(a continuation of the story begun in "The Path to Pearlington" (see below))
It is now Sunday, two days after the unplanned trip to this town I did not know of ...but which God did. I am now heading back, this time with a team from my home church, Bethlehem Baptist in Minneapolis, that has just driven 1200 miles through the night, not knowing where they were coming to help ...but which God did. As we drive from Baton Rouge to Pearlington, we do not know what we will be doing when we get there ...but I'm sure God does.
We head, first, to see Buzzy and Grady. It's good to see them again. They're like old friends even though we just met 2 days ago. They've made some improvements to their front yard camp ground, although it is not really a yard any more. It's mostly just dried mud.
I make introductions and then ask Buzzy and Grady if they could tell us what things we should look out for while here. They say the snakes and the crocodiles have, supposedly, all gone further inland as they don't like salt water. They told how the black mold on the insides of homes is more dangerous than the other color molds. Who needs government sanctioned orientations when there are Buzzys and Gradys on site?
We then head over to the distribution center, located in the elementary school gym. There, I spot Jon (later to become known as "Canada Jon"). I go over to him and tell of the team that has come. A big smile sweeps across his face. Neither of us need to say anything more.
The shelf-less distribution center when we arrived
In the evening, we head over to Hebron Baptist, the church from which, on Friday, God directed Tom Eckblad and I to Pearlington, and to which, in an only-God way, He brought us back to that night. It was clear this was the place God had for the team to stay while working in Pearlington. As we blow up air matresses and try to fit them into three small rooms, we brainstorm on what we should do the next day in Pearlington.
Knowing there is no one to serve breakfast the next morning, some volunteer to leave early to make breakfast for other volunteers and for the residents that have no place to cook. Others, having seen the organizationally challenged distribution center, decide to start by making shelves and clothes racks to get things off the floor.
I have a less practical idea – create a Mall of America Pearlington, complete with an amusement park in the middle for the kids.
Early Monday morning, some head off to Pearlington to fix and serve breakfast for 100 plus people while others go to get supplies to build shelves, etc. I search for a "car" for the rollercoaster that is to rise in the middle of the mall.
As I look for this "car", I don't find anything that I can justify spending the money on. Then I have an idea: Tom Varno's wheelbarrow the team brought down could be the "car" the kids ride in as someone wheels it up and down ramps made of blocks of wood and plywood. I buy some paint (custom color, of course) and a cheap (war-time mentality) paint brush to transform the wheelbarrow.
There is only one problem with my Mall of America Pearlington vision – I am the only one who seems to have it. Everyone else is intent on making breakfast, building shelves, or organizing the distribution center. No one is volunteering to help build the rollercoaster. I don't think anyone thinks I am really serious - I have this problem sometimes. If they do think I'm serious, they probably are passing it off as being frivolous.
The reality? I am serious about being frivolous. I've spent 2 weeks visiting shelters. I have seen the children, children without their homes, without their toys, without a playground, trying to "be good" while there was nothing to do. The shelters are often just rooms of wall to wall cots.
Two children from Pearlington modeling newfound shoes - being frivolous - in the distribution center.

Brief: Continue the account of the church team's relief trip to Pearlington from the point where it stops.

Data section:
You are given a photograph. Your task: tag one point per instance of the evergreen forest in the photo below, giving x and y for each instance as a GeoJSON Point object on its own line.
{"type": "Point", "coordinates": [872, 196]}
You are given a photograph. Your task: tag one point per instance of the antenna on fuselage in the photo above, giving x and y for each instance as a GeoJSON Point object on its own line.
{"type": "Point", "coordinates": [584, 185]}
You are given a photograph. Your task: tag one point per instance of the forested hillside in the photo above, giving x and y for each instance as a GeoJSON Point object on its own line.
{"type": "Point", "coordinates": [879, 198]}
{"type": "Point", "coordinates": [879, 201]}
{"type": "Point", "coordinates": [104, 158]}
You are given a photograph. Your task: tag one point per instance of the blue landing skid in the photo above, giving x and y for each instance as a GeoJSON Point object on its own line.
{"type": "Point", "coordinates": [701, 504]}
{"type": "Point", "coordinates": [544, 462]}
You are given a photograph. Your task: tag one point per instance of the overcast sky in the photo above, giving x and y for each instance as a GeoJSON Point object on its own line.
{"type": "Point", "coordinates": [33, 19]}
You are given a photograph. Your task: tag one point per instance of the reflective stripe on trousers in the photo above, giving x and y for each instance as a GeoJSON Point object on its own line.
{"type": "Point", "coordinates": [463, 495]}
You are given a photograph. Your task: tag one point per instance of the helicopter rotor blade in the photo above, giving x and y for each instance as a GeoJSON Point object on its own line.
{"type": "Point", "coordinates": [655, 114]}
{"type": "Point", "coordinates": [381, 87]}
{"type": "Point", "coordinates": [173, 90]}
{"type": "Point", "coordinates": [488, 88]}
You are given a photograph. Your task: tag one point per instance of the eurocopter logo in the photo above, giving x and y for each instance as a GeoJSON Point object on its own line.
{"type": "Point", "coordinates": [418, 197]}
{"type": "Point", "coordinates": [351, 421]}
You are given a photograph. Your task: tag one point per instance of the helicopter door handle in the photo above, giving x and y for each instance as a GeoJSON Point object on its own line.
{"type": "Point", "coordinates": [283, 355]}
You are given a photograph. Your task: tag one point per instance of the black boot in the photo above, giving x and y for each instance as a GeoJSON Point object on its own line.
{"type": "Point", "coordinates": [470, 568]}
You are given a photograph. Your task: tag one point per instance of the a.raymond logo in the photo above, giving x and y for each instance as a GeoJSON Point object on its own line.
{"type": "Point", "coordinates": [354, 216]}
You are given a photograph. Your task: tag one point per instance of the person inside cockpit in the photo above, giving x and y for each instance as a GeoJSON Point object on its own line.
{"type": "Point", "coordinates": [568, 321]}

Result:
I decide to pursue my idea alone. I get out the custom paint and start painting the wheelbarrow. The more time that passes, however, the more it becomes clear that this rollercoaster is not going to be. The death blow was when the first shelving unit got built and was set right in the middle of the unseen-to-others amusement park. It's obvious no one is "tracking" with me on this rollercoaster idea. I was experiencing what some would call "death of a vision."
The first shelf goes up and the food starts coming off the floor.
I wonder what I should now do. As I have yet to take any photos since coming down, I decide to take a break and drive around the town.
Wow.
I hadn't really seen the town as we had only driven in on the road that led to Buzzy and Grady's and then to the school. This is a town where there is nothing left to live in or work out of. The residents, who are just beginning to return, live in tents pitched in the drying mud in what I assume were yards. Everything has been flooded or blown away or both. There are houses on the streets. One you can drive-thru, as the simplest way to reopen the street was to cut through the middle of the house sitting across it.
I take some photos, but feel uncomfortable doing so. These are people's homes. These are people's personal possessions. I feel like I'm invading their privacy. It wasn't really their intention to have everything in their home washed out onto the streets for others to take pictures of.
Later, as I walk back into the distribution center, I stop to take in the view now in front of me. More shelves have been built (and placed in the amusement park). The team is busy either building more shelves or putting things on the shelves or helping residents find what they need. The "Hope in God" t-shirts the team is wearing are soaked in sweat. Much has been accomplished today.
This photo of the stocked shelving units was taken later in the week
Then, out of nowhere, it hits. As I see the others working away, I also see that my time here is over. I have done what I was called here to do - to prepare the way for others to come. They are here. I can go home. It is a strange mixture of relief and sorrow. Relief in that I can go – I need to, it's pushing 3 weeks – and sorrow that this incredible time is about to end.
I need to work alone. I go over to my rollercoaster car, the wheelbarrow, and re-envision it. If it isn't going to be used as a rollercoaster car for kids, it can be used to deliver groceries from the distribution center to people's cars. I paint a design on the still wet blue paint and add the letters "DFH".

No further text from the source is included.